From: "Pascal J. Bourguignon" <pjb@informatimago.com>
To: help-gnu-emacs@gnu.org
Subject: Re: plists, alists, and hashtables
Date: Wed, 05 Aug 2015 19:24:31 +0200 [thread overview]
Message-ID: <878u9pps1c.fsf@kuiper.lan.informatimago.com> (raw)
In-Reply-To: 87d1z2ukw1.fsf@lifelogs.com
Ted Zlatanov <tzz@lifelogs.com> writes:
> On Wed, 05 Aug 2015 08:12:22 +0200 "Pascal J. Bourguignon" <pjb@informatimago.com> wrote:
>
> PJB> What you are losing from sight is the fact that:
>
> PJB> - a-lists are lists
> PJB> - p-lists are lists
> PJB> - lists are sequences
> PJB> - lists are cons cells or nil
>
> PJB> therefore any operator working on cons cells, on sequences, on lists,
> PJB> can also work on p-lists and on a-lists.
>
> Yes, I think the implicit advantage of everything being a list is well
> understood amongst us. But so is the disadvantage of treating
> everything as a list. The question is whether hashtables, an existing
> ELisp map data type, could become more popular.
Why?
How would that be good?
Seriously, hash-tables have a lot of drawbacks.
They use much more memory,
they are much slower (on small dictionaries),
they are much restrictive on the possible key equivalence function.
The only advantage they have, is on speed of access in big dictionaries.
But even when you need a O(1) access on a big dictionary, you will find
you keep converting between hash-table and lists or vectors, of only to
sort the entries out to present them to the user!
If you achieved your goal of having unwashed masses use hash-tables
instead of a-list/p-lists, the only result you'd attain would be to slow
down emacs. Run your own benchmark. On my computer, I notice that
until the size of the dictionary reaches 20-30, a-lists are performing
better than hash-table. (And even, I call assoc on set, while for
a-list it is customary to just do acons, so inserting or reseting
entries would be even much faster).
------------------------------------------------------------------------
;;; -*- mode:emacs-lisp;lexical-binding:t;coding:utf-8 -*-
(setf lexical-binding t)
(defun make-hash-table-dictionary ()
(let ((table (make-hash-table)))
(lambda (m &optional k v)
(ecase m
(get (gethash k table))
(del (remhash k table))
(set (setf (gethash k table) v))
(key (let ((keys '()))
(maphash (lambda (k v)
(declare (ignore v))
(push k keys))
table)
keys))))))
(defun make-a-list-dictionary ()
(let ((table '()))
(lambda (m &optional k v)

- _Data for analysis_
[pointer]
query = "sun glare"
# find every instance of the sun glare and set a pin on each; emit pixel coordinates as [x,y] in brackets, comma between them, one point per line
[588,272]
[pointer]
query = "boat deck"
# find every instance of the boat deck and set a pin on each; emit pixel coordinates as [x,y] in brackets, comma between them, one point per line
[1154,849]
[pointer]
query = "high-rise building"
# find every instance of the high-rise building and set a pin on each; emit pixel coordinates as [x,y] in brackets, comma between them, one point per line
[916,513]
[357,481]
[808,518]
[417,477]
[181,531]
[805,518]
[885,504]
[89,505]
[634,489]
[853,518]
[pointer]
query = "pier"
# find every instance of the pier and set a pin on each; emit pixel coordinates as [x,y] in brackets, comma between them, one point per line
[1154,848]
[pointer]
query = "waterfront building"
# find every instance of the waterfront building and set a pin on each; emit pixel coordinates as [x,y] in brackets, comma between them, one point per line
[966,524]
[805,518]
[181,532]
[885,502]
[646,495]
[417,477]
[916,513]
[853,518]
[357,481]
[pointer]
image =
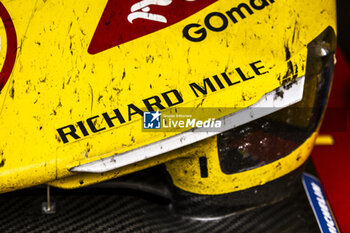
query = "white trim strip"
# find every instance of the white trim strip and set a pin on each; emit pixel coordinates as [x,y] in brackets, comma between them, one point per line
[269,103]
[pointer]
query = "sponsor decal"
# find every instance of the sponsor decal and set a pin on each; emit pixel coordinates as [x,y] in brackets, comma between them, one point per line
[165,100]
[151,120]
[8,46]
[198,32]
[123,21]
[319,203]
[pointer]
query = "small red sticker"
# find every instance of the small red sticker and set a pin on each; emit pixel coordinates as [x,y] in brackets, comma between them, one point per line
[11,49]
[123,21]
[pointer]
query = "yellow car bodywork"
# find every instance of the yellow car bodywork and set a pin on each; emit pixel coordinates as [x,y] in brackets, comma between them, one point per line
[56,82]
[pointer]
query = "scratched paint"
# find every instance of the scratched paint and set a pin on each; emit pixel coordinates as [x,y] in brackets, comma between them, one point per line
[55,81]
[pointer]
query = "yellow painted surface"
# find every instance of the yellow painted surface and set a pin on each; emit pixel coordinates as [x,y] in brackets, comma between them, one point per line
[56,82]
[325,140]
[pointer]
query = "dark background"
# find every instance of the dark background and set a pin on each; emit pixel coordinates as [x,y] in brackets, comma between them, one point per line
[344,26]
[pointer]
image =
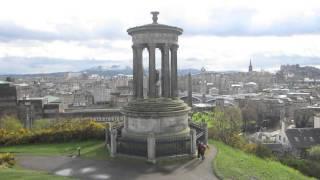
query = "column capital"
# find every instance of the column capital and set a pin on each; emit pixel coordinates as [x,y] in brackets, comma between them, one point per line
[174,47]
[138,46]
[152,45]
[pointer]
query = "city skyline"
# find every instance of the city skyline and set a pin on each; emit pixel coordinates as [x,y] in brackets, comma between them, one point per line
[219,36]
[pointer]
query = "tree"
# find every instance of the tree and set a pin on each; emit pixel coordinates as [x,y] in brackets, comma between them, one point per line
[314,152]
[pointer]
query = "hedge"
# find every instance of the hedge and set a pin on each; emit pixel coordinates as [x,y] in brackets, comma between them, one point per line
[62,131]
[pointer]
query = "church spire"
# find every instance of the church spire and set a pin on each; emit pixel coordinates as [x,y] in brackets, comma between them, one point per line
[250,66]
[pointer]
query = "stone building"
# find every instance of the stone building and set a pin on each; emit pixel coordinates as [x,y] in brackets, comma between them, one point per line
[8,98]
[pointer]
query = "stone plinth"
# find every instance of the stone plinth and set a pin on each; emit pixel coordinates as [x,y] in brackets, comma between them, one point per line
[160,116]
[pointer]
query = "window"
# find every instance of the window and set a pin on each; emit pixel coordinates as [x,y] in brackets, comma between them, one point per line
[311,139]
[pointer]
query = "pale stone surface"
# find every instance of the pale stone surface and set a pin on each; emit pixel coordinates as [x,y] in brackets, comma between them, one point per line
[157,125]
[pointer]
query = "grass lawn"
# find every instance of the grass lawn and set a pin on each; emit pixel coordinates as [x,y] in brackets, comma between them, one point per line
[231,163]
[22,174]
[93,149]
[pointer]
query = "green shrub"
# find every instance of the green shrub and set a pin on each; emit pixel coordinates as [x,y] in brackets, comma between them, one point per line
[6,160]
[10,123]
[62,131]
[263,151]
[307,167]
[41,124]
[314,153]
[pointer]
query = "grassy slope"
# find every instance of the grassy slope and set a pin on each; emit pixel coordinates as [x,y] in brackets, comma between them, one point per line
[234,164]
[21,174]
[91,149]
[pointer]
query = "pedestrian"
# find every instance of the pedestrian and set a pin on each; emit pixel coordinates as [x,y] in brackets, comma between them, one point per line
[201,150]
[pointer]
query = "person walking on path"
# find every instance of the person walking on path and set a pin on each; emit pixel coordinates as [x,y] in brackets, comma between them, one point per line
[201,150]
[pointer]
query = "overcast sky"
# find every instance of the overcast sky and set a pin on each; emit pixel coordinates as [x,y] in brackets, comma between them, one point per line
[39,36]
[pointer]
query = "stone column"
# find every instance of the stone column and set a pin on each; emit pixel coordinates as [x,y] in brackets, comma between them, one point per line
[152,70]
[165,72]
[135,70]
[205,131]
[189,90]
[113,143]
[193,139]
[151,140]
[139,82]
[174,73]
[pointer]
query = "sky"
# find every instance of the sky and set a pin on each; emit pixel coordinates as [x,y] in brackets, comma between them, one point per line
[42,36]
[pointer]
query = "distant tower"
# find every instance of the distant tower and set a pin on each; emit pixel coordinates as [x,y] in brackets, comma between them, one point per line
[250,66]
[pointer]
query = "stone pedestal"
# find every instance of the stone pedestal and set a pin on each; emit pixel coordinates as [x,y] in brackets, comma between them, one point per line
[151,144]
[113,143]
[193,135]
[160,116]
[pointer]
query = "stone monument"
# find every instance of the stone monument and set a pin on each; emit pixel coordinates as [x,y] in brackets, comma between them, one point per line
[156,123]
[164,114]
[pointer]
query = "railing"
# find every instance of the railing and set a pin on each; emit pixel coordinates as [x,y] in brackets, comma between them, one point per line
[173,146]
[136,147]
[200,130]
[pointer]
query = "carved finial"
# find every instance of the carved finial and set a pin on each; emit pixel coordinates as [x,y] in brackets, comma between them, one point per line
[155,16]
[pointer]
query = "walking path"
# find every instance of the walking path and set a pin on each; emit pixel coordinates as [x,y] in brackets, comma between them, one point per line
[121,169]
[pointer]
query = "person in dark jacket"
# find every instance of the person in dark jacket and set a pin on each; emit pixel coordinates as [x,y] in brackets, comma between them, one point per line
[201,150]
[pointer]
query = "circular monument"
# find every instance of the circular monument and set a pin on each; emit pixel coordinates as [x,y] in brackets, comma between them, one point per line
[161,114]
[156,122]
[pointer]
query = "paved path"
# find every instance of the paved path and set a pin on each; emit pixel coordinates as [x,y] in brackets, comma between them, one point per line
[121,170]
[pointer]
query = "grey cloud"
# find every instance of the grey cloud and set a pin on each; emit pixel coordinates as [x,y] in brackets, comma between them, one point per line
[65,32]
[23,65]
[239,23]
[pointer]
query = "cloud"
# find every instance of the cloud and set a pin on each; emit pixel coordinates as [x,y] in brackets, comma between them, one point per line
[65,32]
[244,22]
[23,65]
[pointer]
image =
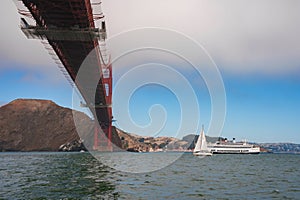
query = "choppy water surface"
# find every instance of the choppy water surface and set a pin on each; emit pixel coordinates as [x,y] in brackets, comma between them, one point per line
[80,176]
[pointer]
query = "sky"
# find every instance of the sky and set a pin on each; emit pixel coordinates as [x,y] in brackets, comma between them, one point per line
[249,49]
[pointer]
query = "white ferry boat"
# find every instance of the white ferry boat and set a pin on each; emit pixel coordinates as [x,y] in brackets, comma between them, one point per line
[233,147]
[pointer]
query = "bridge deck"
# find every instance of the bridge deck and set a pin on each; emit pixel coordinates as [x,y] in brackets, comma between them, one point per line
[73,14]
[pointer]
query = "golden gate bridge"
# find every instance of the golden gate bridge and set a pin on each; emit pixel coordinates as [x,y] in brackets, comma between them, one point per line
[67,29]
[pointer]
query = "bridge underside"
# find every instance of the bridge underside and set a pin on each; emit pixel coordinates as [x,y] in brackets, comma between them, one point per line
[74,16]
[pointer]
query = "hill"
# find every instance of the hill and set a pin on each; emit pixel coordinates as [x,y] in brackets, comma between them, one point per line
[42,125]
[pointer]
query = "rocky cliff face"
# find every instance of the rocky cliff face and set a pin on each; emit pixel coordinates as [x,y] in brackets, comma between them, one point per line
[41,125]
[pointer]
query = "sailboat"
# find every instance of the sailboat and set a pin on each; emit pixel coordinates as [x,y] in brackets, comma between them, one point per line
[201,146]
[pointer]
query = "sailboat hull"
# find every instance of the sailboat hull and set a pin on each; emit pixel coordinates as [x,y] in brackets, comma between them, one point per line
[199,153]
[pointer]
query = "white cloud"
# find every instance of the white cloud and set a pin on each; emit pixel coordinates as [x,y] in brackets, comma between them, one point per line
[241,35]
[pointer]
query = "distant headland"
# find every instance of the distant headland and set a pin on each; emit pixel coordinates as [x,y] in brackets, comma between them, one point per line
[42,125]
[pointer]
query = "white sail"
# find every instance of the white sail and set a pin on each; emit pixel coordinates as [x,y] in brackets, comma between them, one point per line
[201,145]
[201,142]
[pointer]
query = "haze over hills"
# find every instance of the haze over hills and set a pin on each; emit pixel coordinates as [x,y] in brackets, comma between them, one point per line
[42,125]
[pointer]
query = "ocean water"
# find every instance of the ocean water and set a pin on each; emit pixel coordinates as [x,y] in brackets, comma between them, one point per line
[81,176]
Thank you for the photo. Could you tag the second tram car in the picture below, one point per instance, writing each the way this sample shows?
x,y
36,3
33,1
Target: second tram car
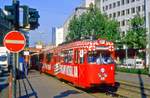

- _Exercise aim_
Output the part of the mailing-list message on hash tables from "They use much" to "even much faster).", copying it word for word. The data has nothing to do with what comes next.

- _Output for this task_
They use much more memory,
they are much slower (on small dictionaries),
they are much restrictive on the possible key equivalence function.
The only advantage they have, is on speed of access in big dictionaries.
But even when you need a O(1) access on a big dictionary, you will find
you keep converting between hash-table and lists or vectors, of only to
sort the entries out to present them to the user!
If you achieved your goal of having unwashed masses use hash-tables
instead of a-list/p-lists, the only result you'd attain would be to slow
down emacs. Run your own benchmark. On my computer, I notice that
until the size of the dictionary reaches 20-30, a-lists are performing
better than hash-table. (And even, I call assoc on set, while for
a-list it is customary to just do acons, so inserting or reseting
entries would be even much faster).